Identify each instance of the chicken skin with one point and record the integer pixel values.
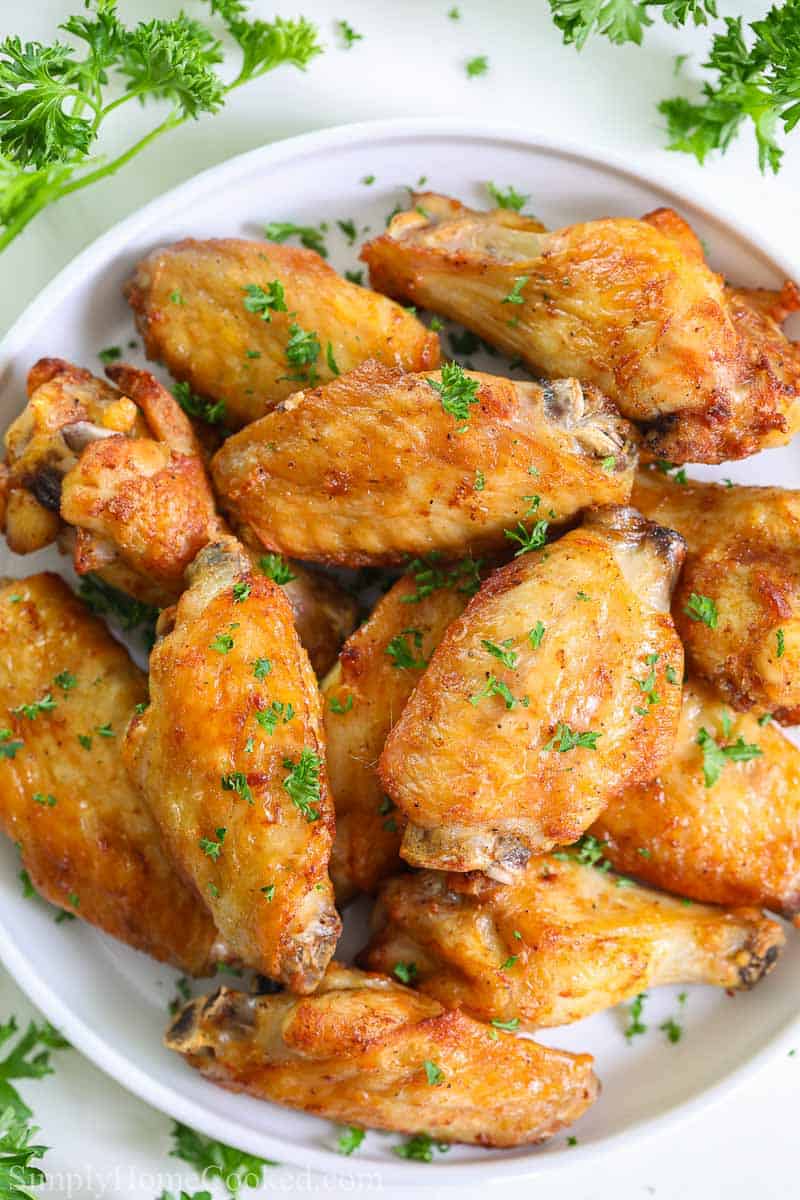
(122, 468)
(563, 941)
(364, 695)
(365, 1050)
(229, 755)
(246, 323)
(626, 305)
(85, 834)
(557, 688)
(738, 603)
(378, 466)
(721, 828)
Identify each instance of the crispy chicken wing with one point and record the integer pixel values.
(367, 1051)
(733, 839)
(124, 471)
(743, 556)
(548, 695)
(626, 305)
(377, 466)
(561, 942)
(230, 757)
(86, 838)
(244, 321)
(364, 696)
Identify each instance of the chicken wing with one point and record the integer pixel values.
(124, 471)
(242, 322)
(364, 695)
(367, 1051)
(626, 305)
(229, 755)
(563, 941)
(378, 466)
(86, 838)
(738, 601)
(721, 821)
(558, 687)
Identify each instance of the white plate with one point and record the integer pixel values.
(112, 1002)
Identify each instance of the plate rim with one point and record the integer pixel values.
(122, 1069)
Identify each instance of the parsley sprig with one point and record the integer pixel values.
(56, 99)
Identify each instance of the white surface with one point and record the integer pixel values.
(530, 71)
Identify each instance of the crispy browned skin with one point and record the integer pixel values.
(371, 468)
(561, 942)
(737, 843)
(627, 305)
(96, 851)
(205, 335)
(370, 689)
(356, 1050)
(744, 553)
(121, 468)
(205, 765)
(477, 775)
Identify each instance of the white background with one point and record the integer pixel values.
(411, 63)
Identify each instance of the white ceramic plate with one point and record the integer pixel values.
(112, 1002)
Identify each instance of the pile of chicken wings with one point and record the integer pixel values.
(548, 747)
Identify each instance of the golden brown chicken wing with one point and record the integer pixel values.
(559, 685)
(121, 468)
(378, 466)
(364, 1050)
(364, 695)
(721, 821)
(248, 322)
(563, 941)
(626, 305)
(86, 838)
(230, 757)
(738, 601)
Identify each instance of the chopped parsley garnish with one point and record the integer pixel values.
(236, 781)
(536, 635)
(457, 391)
(348, 34)
(477, 66)
(264, 301)
(515, 295)
(528, 539)
(636, 1025)
(310, 235)
(569, 739)
(501, 652)
(302, 783)
(209, 411)
(276, 568)
(349, 1139)
(433, 1073)
(31, 711)
(716, 757)
(507, 198)
(274, 714)
(401, 651)
(212, 847)
(701, 607)
(405, 972)
(420, 1147)
(463, 577)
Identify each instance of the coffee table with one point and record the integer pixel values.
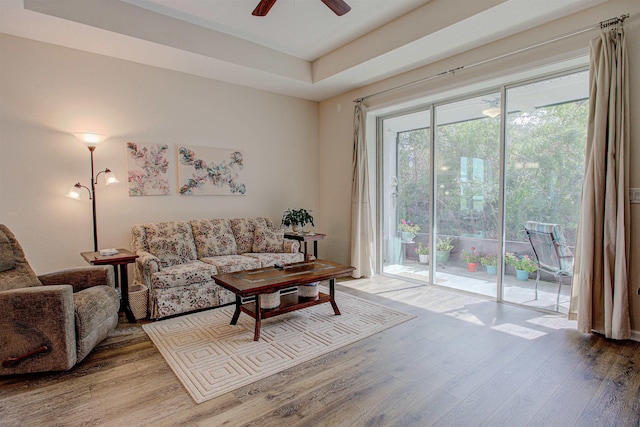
(266, 280)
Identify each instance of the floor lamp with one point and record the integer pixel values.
(91, 140)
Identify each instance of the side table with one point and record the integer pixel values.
(313, 237)
(122, 259)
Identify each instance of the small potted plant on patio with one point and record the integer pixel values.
(524, 264)
(408, 230)
(471, 258)
(423, 253)
(297, 219)
(443, 250)
(490, 261)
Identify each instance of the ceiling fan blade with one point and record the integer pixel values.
(263, 7)
(339, 7)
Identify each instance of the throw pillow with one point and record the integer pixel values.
(170, 250)
(268, 240)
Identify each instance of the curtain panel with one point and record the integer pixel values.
(600, 288)
(361, 214)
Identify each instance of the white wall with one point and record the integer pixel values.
(47, 92)
(336, 128)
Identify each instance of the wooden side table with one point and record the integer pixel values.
(314, 237)
(122, 259)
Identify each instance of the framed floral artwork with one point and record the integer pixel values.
(210, 171)
(147, 166)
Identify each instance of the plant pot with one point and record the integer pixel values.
(522, 275)
(442, 256)
(406, 236)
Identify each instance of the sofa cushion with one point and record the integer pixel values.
(171, 242)
(213, 237)
(191, 273)
(244, 230)
(268, 240)
(233, 263)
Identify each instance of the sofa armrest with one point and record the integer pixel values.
(291, 246)
(35, 317)
(81, 277)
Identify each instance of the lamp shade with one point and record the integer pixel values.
(75, 192)
(90, 139)
(110, 177)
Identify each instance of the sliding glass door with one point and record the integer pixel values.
(467, 172)
(545, 153)
(459, 195)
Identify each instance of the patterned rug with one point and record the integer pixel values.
(212, 357)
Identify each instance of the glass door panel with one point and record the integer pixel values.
(467, 171)
(545, 151)
(406, 190)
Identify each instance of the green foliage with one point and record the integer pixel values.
(545, 154)
(422, 250)
(299, 217)
(472, 256)
(489, 259)
(523, 262)
(444, 244)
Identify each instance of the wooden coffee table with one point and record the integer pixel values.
(266, 280)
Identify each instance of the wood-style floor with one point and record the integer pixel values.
(463, 361)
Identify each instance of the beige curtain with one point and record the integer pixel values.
(600, 289)
(361, 214)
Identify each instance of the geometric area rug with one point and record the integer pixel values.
(211, 357)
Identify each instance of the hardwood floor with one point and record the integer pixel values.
(463, 361)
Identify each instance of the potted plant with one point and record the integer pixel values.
(443, 250)
(297, 219)
(408, 230)
(471, 258)
(423, 253)
(524, 264)
(490, 261)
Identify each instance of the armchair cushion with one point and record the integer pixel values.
(33, 317)
(96, 313)
(20, 275)
(268, 240)
(6, 253)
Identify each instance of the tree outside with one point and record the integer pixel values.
(545, 157)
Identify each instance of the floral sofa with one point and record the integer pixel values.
(177, 259)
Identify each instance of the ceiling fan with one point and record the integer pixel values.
(339, 7)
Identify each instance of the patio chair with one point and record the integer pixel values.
(551, 252)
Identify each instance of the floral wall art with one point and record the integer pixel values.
(147, 169)
(210, 171)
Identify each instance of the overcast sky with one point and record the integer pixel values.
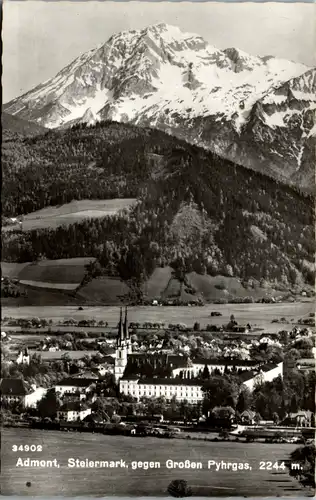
(40, 38)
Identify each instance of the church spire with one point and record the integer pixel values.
(120, 335)
(126, 332)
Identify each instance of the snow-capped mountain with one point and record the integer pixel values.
(258, 111)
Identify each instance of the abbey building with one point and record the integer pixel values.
(177, 376)
(123, 347)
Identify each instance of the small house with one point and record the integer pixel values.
(72, 411)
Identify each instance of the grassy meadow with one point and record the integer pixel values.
(259, 315)
(75, 211)
(65, 481)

[WORK TO BE COMPLETED] Print every item above word for word, omitting the pictures.

[TASK SOLUTION]
Identify each instance of the chicken skin with one point and record the integer pixel values.
(122, 468)
(563, 941)
(364, 695)
(365, 1050)
(229, 755)
(246, 323)
(626, 305)
(85, 834)
(557, 688)
(738, 603)
(378, 466)
(721, 828)
Identify each instance of the crispy chicken wing with one point and record the integer pixel values.
(367, 1051)
(733, 839)
(124, 471)
(743, 556)
(548, 695)
(626, 305)
(377, 466)
(561, 942)
(230, 757)
(86, 838)
(244, 321)
(364, 696)
Identify each instance of the chicken wing with one point and record the integer pixel values.
(124, 471)
(242, 322)
(364, 695)
(367, 1051)
(626, 305)
(229, 755)
(563, 941)
(378, 466)
(86, 838)
(738, 601)
(721, 821)
(558, 687)
Identify each instance of the white plate with one point and record the integer pixel values.
(112, 1002)
Identify each instance of the plate rim with one point and record the integer pixel values.
(122, 1069)
Identify each instance of the parsley sprig with one point and record the integer pixel values.
(56, 99)
Identify each instance of the white surface with one point and record the integer pixel values.
(530, 71)
Identify each instance of the crispy browned skin with one point and record the integer pixel values.
(371, 468)
(561, 942)
(737, 843)
(627, 305)
(96, 851)
(205, 335)
(370, 689)
(356, 1050)
(744, 553)
(121, 468)
(205, 765)
(477, 775)
Identify each instance of the white background with one point and record the integer pixel values.
(411, 63)
Identify each instance of the white ceramic plate with one point and record the integer pixel values.
(112, 1002)
Identify each instance of the pile of chicken wings with one point and record the integer pixel values.
(548, 747)
Identify each instance of the golden brown chicken wing with one point and record the integer pixel values.
(559, 685)
(121, 468)
(378, 466)
(364, 1050)
(364, 695)
(721, 821)
(248, 322)
(563, 941)
(626, 305)
(86, 838)
(230, 757)
(738, 601)
Identify each instance of the chopped parsley garnish with one point and record the integer pixel values.
(236, 781)
(536, 635)
(457, 391)
(348, 34)
(477, 66)
(264, 301)
(515, 295)
(528, 539)
(636, 1025)
(310, 235)
(569, 739)
(501, 652)
(302, 783)
(209, 411)
(276, 568)
(349, 1139)
(433, 1073)
(31, 711)
(716, 757)
(507, 198)
(274, 714)
(401, 651)
(212, 847)
(701, 607)
(405, 972)
(420, 1147)
(463, 577)
Identify each instance of the coffee table with one point and record the integer pixel values.
(266, 280)
Identify each instance of the floor lamp with one point and record the integer pixel values.
(91, 140)
Identify each instance of the side table with one point and record the integer pixel values.
(313, 237)
(122, 259)
Identify each instance of the small potted plant on patio with one point and record the integer pixel values.
(524, 264)
(408, 230)
(471, 258)
(423, 253)
(297, 219)
(443, 250)
(490, 261)
Identify each instance of the ceiling fan blade with one point and record the integer pixel values.
(263, 7)
(339, 7)
Identify each instance of the throw pillow with one point and record the integer pixel values.
(170, 250)
(268, 240)
Identify each instance of the curtain panel with one point and record the integer pixel values.
(600, 288)
(361, 214)
Identify each instance of the white wall with one point and record the integer pixel values.
(47, 92)
(336, 128)
Identify each instance of the wooden side table with one point and record the integer pixel values.
(314, 237)
(122, 259)
Identify each instance of the framed floral artwork with one point and record the integer pixel values.
(210, 171)
(147, 166)
Identify each instance of the plant pot with one point and record the integer pixel values.
(522, 275)
(442, 256)
(406, 236)
Identify each instance of the sofa cushion with one point and record the integer pixel values.
(171, 242)
(213, 237)
(191, 273)
(244, 230)
(268, 240)
(233, 263)
Identify each instance of the sofa armrest with one point and record the integer pixel values.
(291, 246)
(35, 317)
(81, 277)
Identify each instance of the lamp shade with one point and record the integer pixel values.
(75, 192)
(90, 139)
(110, 177)
Identify each instance of the sliding glass door with one point and record the integer pixel values.
(467, 172)
(545, 153)
(459, 195)
Identify each instance of the patterned rug with one point and record the integer pixel values.
(212, 357)
Identify each instance of the glass door panel with one point and record the integer pixel values.
(467, 171)
(545, 151)
(406, 190)
Identify each instance of the green foliage with one point and record the integer pixel values.
(545, 154)
(422, 250)
(299, 217)
(472, 256)
(489, 259)
(523, 262)
(444, 244)
Identify each instance of the wooden coffee table with one point and record the integer pixel values.
(266, 280)
Identify each instance of the wood-style floor with one point and record the integer pixel values.
(463, 361)
Identify each instance of the beige curtain with one point and record the integer pixel values.
(600, 289)
(361, 214)
Identify each instance of the geometric area rug with one point and record the integer pixel values.
(211, 357)
Identify each instance of the hardwood floor with one point and record the integer pixel values.
(463, 361)
Identify each instance of the potted plant with one point and record the integer pixel values.
(443, 250)
(297, 219)
(408, 230)
(471, 258)
(423, 253)
(524, 264)
(490, 261)
Identify each instance of the armchair cushion with one point and record the integer pixel values.
(33, 317)
(96, 313)
(20, 275)
(268, 240)
(6, 253)
Identify each instance of the tree outside with one point and record the integer pixel values.
(545, 157)
Identify each instance of the floral sofa with one point and record the integer pixel values.
(177, 259)
Identify each instance of the ceiling fan with one point and record the integer pixel values.
(339, 7)
Identify each instance of the patio chair with one point and record the integer pixel values.
(551, 252)
Identify each instance of the floral wall art with one point and record the integer pixel values.
(147, 169)
(210, 171)
Identify each instance of the overcast sky with one point and record the integer pixel values.
(40, 38)
Identify each instance of the church spire with one point and record the integer pixel values.
(120, 335)
(126, 332)
Identify each instance of the snow-capped mountain with one point and record the integer pixel values.
(258, 111)
Identify each instance of the abbey building with one point and record the integer pixel values.
(177, 376)
(123, 347)
Identify each instance of the small house with one point and record the integer pixel values.
(72, 411)
Identify each instance of the grassy meadow with one point and record the integer pixel values.
(259, 315)
(75, 211)
(65, 481)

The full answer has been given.